TASK BRIEF >> Write down exactly the lines of the records below, beginning with the first and ending with the line that includes "Task: tag every instance of the front wheel".

DATA TO EXAMINE >>
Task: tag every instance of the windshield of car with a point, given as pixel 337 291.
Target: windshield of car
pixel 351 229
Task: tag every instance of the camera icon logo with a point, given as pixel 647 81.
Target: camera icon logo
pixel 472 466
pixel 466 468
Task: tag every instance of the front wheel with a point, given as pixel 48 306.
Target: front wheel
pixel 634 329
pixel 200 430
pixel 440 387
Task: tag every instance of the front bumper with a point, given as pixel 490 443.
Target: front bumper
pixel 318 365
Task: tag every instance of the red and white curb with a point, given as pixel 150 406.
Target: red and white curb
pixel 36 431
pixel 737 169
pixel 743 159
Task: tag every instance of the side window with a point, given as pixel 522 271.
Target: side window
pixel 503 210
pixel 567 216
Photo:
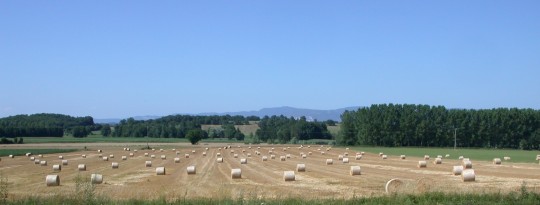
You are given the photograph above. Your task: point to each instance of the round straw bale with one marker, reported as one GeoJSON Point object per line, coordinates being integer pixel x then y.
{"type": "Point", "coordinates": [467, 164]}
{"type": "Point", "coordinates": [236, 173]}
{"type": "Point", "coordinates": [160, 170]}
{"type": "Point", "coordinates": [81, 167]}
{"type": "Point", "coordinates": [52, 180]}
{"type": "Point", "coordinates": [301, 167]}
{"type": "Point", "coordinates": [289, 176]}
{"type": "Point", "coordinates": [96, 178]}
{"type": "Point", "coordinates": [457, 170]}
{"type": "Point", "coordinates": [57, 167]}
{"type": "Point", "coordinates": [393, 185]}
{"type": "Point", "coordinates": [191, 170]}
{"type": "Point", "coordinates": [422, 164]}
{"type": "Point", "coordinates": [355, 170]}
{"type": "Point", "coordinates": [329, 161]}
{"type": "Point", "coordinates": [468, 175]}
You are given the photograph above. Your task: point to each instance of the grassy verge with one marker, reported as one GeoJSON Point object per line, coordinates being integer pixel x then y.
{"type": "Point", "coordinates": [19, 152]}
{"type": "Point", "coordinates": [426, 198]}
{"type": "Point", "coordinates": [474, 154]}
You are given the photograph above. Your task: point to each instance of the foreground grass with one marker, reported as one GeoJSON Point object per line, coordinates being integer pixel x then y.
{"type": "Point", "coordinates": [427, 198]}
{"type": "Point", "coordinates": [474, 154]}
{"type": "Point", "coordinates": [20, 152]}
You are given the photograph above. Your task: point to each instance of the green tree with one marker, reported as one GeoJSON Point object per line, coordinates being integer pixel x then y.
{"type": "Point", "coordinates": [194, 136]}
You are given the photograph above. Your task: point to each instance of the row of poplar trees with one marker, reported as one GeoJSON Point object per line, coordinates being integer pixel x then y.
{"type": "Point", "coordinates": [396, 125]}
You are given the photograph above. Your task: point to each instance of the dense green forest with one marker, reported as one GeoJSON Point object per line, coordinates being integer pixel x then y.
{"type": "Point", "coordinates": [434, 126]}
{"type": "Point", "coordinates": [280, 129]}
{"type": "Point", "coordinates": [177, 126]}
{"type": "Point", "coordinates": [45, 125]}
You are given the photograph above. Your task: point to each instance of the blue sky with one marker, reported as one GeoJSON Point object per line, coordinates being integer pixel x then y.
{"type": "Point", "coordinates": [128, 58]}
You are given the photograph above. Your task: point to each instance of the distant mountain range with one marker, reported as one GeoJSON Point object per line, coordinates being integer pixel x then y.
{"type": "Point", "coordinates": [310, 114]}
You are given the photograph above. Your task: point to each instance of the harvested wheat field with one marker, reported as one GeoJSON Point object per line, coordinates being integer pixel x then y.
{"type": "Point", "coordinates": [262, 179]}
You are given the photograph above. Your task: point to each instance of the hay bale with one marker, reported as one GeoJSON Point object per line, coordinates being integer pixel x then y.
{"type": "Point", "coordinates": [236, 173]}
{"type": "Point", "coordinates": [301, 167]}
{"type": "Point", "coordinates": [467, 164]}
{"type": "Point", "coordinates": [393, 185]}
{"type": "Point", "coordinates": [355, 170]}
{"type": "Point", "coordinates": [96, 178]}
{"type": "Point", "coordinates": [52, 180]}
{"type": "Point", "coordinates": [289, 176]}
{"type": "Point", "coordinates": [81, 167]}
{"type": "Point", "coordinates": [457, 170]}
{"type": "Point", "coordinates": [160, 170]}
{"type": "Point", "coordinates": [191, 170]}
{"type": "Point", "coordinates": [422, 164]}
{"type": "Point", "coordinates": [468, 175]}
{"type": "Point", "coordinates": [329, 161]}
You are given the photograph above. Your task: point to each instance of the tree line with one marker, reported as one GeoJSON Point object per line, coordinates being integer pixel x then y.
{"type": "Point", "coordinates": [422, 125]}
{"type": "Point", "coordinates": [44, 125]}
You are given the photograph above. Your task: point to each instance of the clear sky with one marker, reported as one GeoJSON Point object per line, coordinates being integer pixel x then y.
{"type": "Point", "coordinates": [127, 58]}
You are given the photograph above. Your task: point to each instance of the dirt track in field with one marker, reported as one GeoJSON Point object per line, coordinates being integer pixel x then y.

FINISHED TASK >>
Task: tag every instance of the windshield of car with a point, given as pixel 337 291.
Target: windshield of car
pixel 351 229
Task: tag every instance of the camera icon logo with a point, given as pixel 647 81.
Target: camera icon logo
pixel 472 466
pixel 466 468
Task: tag every instance of the front wheel with a point, given as pixel 48 306.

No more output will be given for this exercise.